══ MATERIAL FOR THIS TASK ══

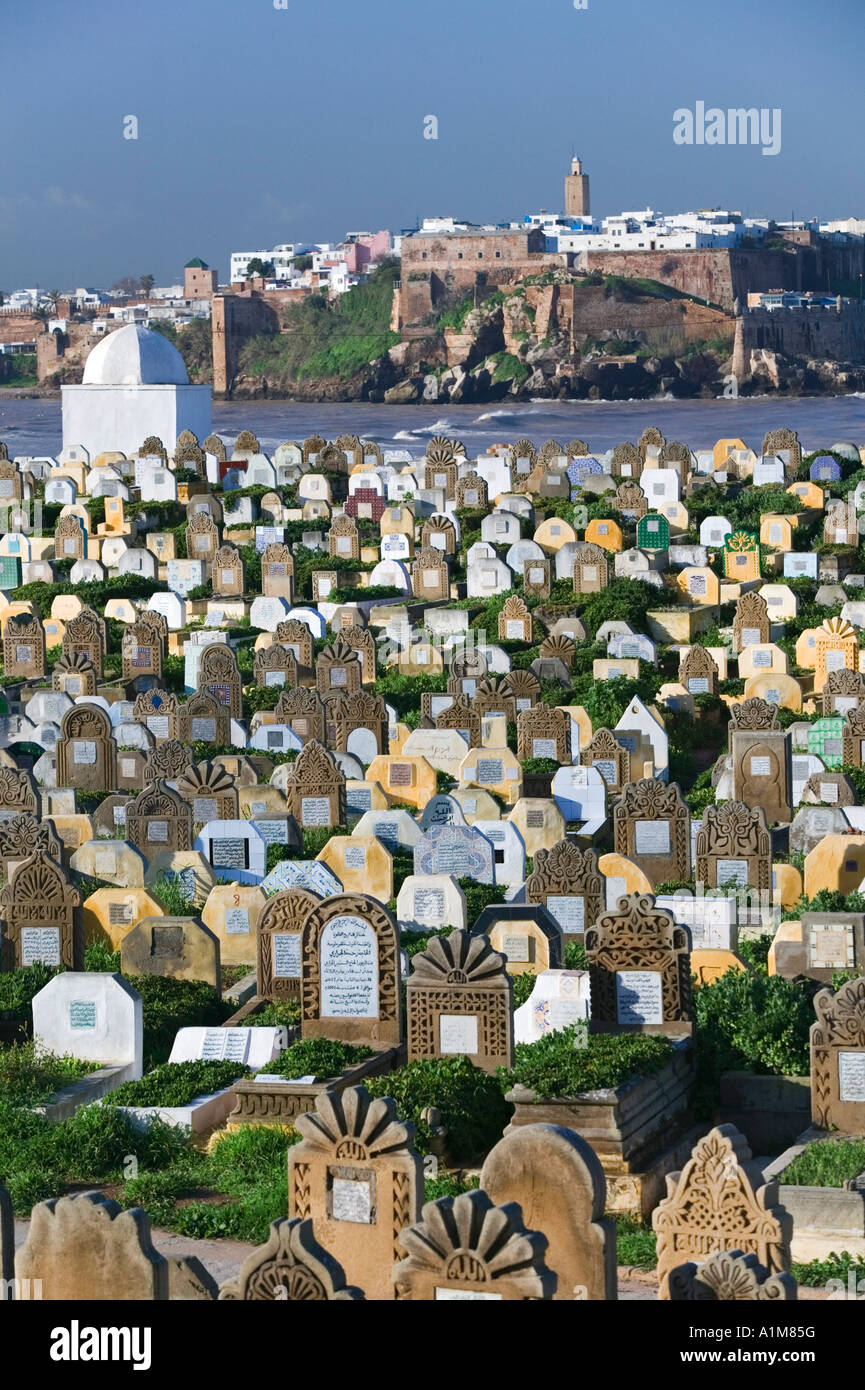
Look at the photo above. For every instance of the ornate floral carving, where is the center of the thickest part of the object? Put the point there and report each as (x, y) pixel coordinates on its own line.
(719, 1201)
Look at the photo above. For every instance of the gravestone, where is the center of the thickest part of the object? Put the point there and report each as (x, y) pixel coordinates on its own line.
(278, 943)
(349, 972)
(463, 1247)
(93, 1016)
(459, 1001)
(719, 1198)
(651, 827)
(178, 948)
(358, 1175)
(568, 881)
(555, 1178)
(640, 966)
(837, 1059)
(733, 847)
(42, 915)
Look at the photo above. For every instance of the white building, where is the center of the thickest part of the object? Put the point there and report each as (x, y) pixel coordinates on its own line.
(135, 384)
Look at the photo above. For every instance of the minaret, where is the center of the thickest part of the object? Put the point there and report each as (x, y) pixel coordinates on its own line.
(576, 191)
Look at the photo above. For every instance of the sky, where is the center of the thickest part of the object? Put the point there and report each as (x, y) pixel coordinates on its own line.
(259, 125)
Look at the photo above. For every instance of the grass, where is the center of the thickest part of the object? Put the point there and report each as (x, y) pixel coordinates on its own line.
(569, 1062)
(27, 1079)
(177, 1083)
(636, 1244)
(830, 1162)
(316, 1057)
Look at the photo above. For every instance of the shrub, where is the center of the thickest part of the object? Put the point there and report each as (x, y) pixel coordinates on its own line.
(830, 1162)
(321, 1058)
(177, 1083)
(470, 1101)
(569, 1062)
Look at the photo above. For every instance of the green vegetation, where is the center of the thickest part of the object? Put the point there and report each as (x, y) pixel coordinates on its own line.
(27, 1079)
(636, 1244)
(327, 339)
(830, 1162)
(175, 1083)
(470, 1101)
(320, 1058)
(572, 1061)
(750, 1022)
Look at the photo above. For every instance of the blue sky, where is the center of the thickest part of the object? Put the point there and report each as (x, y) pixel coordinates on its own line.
(259, 125)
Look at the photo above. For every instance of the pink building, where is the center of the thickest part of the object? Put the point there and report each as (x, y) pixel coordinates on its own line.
(366, 250)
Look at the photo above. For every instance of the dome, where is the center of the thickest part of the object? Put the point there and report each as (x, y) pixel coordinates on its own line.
(135, 356)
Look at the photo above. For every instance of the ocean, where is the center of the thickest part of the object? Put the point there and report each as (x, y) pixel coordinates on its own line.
(34, 427)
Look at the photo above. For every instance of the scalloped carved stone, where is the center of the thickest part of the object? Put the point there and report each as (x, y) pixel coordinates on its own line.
(86, 1248)
(591, 569)
(430, 577)
(612, 761)
(751, 624)
(24, 648)
(219, 676)
(159, 819)
(86, 754)
(465, 1247)
(716, 1203)
(837, 1058)
(141, 652)
(278, 943)
(729, 1276)
(754, 715)
(289, 1268)
(303, 710)
(843, 691)
(459, 1002)
(698, 673)
(640, 970)
(358, 1175)
(651, 826)
(210, 791)
(544, 731)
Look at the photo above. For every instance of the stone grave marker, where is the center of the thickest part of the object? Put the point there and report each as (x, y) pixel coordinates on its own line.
(358, 1175)
(640, 968)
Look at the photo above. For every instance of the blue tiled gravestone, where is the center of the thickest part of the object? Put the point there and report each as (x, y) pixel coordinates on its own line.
(825, 469)
(456, 849)
(302, 873)
(10, 571)
(579, 469)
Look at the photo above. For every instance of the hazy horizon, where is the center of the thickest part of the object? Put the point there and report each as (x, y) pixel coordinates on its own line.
(260, 125)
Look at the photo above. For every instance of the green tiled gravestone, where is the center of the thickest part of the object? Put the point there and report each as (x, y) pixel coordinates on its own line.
(652, 533)
(825, 740)
(10, 571)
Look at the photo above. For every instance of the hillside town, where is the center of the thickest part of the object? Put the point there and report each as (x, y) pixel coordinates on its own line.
(562, 305)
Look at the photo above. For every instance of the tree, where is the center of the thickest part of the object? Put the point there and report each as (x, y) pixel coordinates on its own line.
(259, 270)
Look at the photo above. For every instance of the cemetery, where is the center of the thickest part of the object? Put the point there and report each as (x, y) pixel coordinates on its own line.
(422, 877)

═══

**REQUEST:**
Reproduce the entire listing above word for word, leaving out the pictures.

**SOLVED EXERCISE:**
Look at the photo above. For every instance of the ornate floral carving, where is the center of the thickest part of the object? Put the point there and report each as (x, y) pixel coordinates on its own line.
(719, 1201)
Look at the photo above. For every instance of the gravestone, where is the center of the thickest part of the object? Put the point there and report each as (x, y) pixel coordinates on its own line.
(278, 943)
(349, 972)
(463, 1247)
(93, 1016)
(459, 1001)
(719, 1198)
(651, 827)
(178, 948)
(358, 1175)
(568, 881)
(555, 1178)
(640, 966)
(837, 1059)
(733, 847)
(42, 915)
Look at the photo above. For every instance of the white building, where is the center of the thickest part of the object? Put the point there and report each as (x, y) pixel coordinates on its own line.
(135, 384)
Look at the photo above. For every instance of the minaret, where is the center of the thickest part of the object? Put the point there and report each as (x, y) pixel coordinates on its own line.
(576, 191)
Look at the photo above. For every instance of the sky, where is the center of the thickest part of the object? Put the point there and report each as (x, y) pixel coordinates on its own line.
(259, 125)
Look at the photo above. For every instance of the grass, where is the center of the thickest part of the object? Put the point there and report each as (x, y) pixel coordinates on its own line.
(569, 1062)
(27, 1079)
(177, 1083)
(636, 1244)
(830, 1162)
(316, 1057)
Look at the photo above. For every instance of the shrub, where is the center of the thickest part of the object? Put the point there and report each as (x, y) pixel coordinates on its own line.
(830, 1162)
(321, 1058)
(177, 1083)
(470, 1101)
(569, 1062)
Look at the photo above. For every instance of the green vegetation, where is the center of the thickest part of the object? Put the point there and report each as (x, y) pixel coordinates on its own line.
(27, 1079)
(636, 1244)
(327, 339)
(830, 1162)
(175, 1083)
(470, 1101)
(320, 1058)
(572, 1061)
(750, 1022)
Look at the photo above. For every instance of the blue sky, where is the center of the thickest part of the object? Put the point there and report each as (x, y) pixel coordinates on its own line.
(259, 125)
Look at the photo above. For every instance of the pink building, where is the center of the thickest part of the object? Put the point there and report each as (x, y) pixel coordinates on its own line.
(366, 250)
Look at the photo above. For every instance of the dome, where is the center of the thickest part of the object? Put the point there and report each as (x, y) pixel coordinates on its own line.
(135, 356)
Look at the photo above. For every instance of the ocean, where is the center of the thickest part of the object? Put the point there and report each as (x, y) pixel coordinates on its own line.
(34, 427)
Look at the photo above. For every instance of the scalloped carved stone, where is the center of the thickest part of the object? Put the point there and report each as (x, y) pixel coordinates on its own line.
(86, 1248)
(591, 569)
(430, 577)
(612, 761)
(751, 624)
(24, 648)
(219, 676)
(159, 819)
(86, 754)
(465, 1247)
(716, 1203)
(837, 1058)
(141, 652)
(278, 943)
(729, 1276)
(754, 715)
(289, 1268)
(303, 710)
(843, 691)
(459, 1002)
(698, 673)
(640, 970)
(358, 1175)
(651, 826)
(210, 791)
(544, 731)
Look at the photo above. For every instance of the stone grave marker, where is the center of the thickest part of the object? Put the point there and report each as (x, y) pixel coordinates on its own line.
(358, 1175)
(640, 968)
Look at the photo above. For every instance of the blue tiled gravestone, where is the center of the thickest part of the object? Put the point there and report each as (x, y) pixel coordinates on its own line.
(825, 469)
(456, 849)
(302, 873)
(10, 571)
(579, 469)
Look at the photo above. For every instance of the hazy horizon, where is the center of the thickest part of the object? Put the point there and report each as (x, y) pixel coordinates on its own line.
(260, 125)
Look at the photo above. For every instance of the green tiled gravestone, where is the center of the thickest part of the object? Put the point there and report each as (x, y) pixel coordinates on its own line.
(652, 533)
(825, 740)
(10, 571)
Look at the photo above. For every instance of the hillside town, where is the center of the thickest part of the object? Put the point there and report each as (x, y) pixel coordinates on its own line.
(562, 305)
Look at the photo above. For every instance of the tree, where is the center of the thickest part of the object? Put the point there and report each as (x, y) pixel coordinates on its own line.
(259, 270)
Look at the photo above. For every instance of the cemetery, where is the center of the thickest part of the object? Put the point there and report each as (x, y) pixel coordinates on its own line.
(422, 877)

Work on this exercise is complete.